_WHAT YOU SHOULD DO_
Would you output the whole of the data exactly?

** Opening DATA IN THIS EXERCISE block **

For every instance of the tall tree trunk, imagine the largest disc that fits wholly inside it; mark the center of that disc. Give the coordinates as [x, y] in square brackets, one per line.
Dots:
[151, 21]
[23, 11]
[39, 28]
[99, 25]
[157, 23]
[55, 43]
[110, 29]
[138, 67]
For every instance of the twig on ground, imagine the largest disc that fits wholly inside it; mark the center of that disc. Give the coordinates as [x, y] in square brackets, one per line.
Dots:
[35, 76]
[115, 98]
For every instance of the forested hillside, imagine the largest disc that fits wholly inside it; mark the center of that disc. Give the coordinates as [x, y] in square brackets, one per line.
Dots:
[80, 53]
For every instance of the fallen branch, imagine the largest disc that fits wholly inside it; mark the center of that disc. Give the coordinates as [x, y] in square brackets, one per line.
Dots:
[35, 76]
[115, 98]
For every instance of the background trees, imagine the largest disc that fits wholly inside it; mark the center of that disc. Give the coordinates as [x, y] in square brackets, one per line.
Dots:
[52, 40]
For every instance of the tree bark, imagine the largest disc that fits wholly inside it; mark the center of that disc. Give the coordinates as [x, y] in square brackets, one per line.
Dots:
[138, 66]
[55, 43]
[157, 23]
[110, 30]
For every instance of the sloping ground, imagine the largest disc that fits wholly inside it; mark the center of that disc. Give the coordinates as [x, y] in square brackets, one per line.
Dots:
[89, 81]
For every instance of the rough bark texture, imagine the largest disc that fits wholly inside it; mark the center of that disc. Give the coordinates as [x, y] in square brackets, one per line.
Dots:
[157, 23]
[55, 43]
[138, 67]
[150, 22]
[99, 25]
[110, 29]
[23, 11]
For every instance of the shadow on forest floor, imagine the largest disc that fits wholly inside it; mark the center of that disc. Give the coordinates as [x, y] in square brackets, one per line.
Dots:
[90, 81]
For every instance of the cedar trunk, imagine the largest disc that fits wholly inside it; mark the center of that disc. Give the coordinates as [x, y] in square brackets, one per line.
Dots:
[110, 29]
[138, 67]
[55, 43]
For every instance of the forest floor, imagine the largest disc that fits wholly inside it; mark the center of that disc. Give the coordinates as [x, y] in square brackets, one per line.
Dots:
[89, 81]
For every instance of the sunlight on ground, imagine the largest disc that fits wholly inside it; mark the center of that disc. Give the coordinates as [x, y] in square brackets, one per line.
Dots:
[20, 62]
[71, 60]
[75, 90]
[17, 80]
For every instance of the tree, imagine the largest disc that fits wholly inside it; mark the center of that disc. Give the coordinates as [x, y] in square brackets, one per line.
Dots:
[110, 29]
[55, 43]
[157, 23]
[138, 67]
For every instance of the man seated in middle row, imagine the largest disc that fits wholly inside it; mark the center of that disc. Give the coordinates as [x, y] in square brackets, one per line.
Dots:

** Closing DATA IN THIS EXERCISE block **

_EXERCISE OUTPUT_
For every instance of the tall tree trunk, imagine the largest disc that fits wholly inside it; mark the center of that disc. Give the coordinates as [x, y] in square brackets, one per line.
Dots:
[151, 21]
[23, 11]
[39, 28]
[99, 25]
[157, 23]
[55, 43]
[110, 29]
[138, 67]
For every instance of the twig on ground, imagine the largest disc that fits wholly inside it; mark the center of that disc. Give the coordinates as [x, y] in square brackets, one per line.
Dots:
[35, 76]
[115, 98]
For every instance of the forested hillside, imagine the largest disc that fits wholly inside it; mark the center of that disc. Give the coordinates as [x, y] in square brackets, one per line.
Dots:
[80, 53]
For every instance of the fallen branch, imagine the largest disc that fits wholly inside it; mark the center of that disc. Give the coordinates as [x, y] in square brackets, one per line.
Dots:
[35, 76]
[115, 98]
For every instance of the background trees, imagine the largest disc that fits wholly inside it; mark the center of that disc. Give the coordinates as [x, y] in square brackets, one per line.
Dots:
[52, 40]
For every instance of the tree bark, imagine the largest disc that fits wholly inside it; mark the center of that disc. Give the coordinates as [x, y] in square brackets, one per line.
Dots:
[138, 66]
[55, 43]
[157, 23]
[110, 30]
For every instance of the sloping ground, imagine the largest disc that fits wholly inside it; mark the center of that disc. Give the coordinates as [x, y] in square brackets, one per line.
Dots:
[89, 81]
For every instance of the rough bark texture, imagine the largest disc that fits wholly inside it; mark the center of that disc. Give the coordinates as [x, y] in square brackets, one per line.
Dots:
[157, 23]
[55, 43]
[138, 67]
[150, 22]
[99, 25]
[110, 29]
[23, 11]
For every instance of the shadow on forest floor, imagine the largest disc that fits wholly inside it; mark the center of that disc. Give the coordinates as [x, y] in square brackets, one per line.
Dots:
[90, 81]
For every instance of the cedar trunk, imagine the largest disc that fits wholly inside it; mark the center of that disc. Give the coordinates as [x, y] in square brackets, one per line.
Dots:
[110, 29]
[138, 67]
[55, 43]
For every instance of the forest floor, imagine the largest disc that fits wholly inside it; mark the center of that disc. Give the coordinates as [x, y] in square brackets, one per line.
Dots:
[89, 81]
For every instance of the sunlight on ground, imagine the largest disc that fits wholly inside it; mark the center of that disc. Give the coordinates as [x, y] in square brackets, one per line.
Dots:
[20, 62]
[71, 60]
[75, 90]
[17, 80]
For every instance of the tree, imagine the largest disc that fits wholly inside it; mark the center of that disc. Give the coordinates as [x, y] in square brackets, one per line.
Dots:
[110, 29]
[55, 43]
[157, 23]
[138, 67]
For every instance of the man seated in middle row, imagine the largest disc that fits wholly inside it; mark the center of that disc. Give the coordinates as [x, y] in square brackets, one per line.
Dots:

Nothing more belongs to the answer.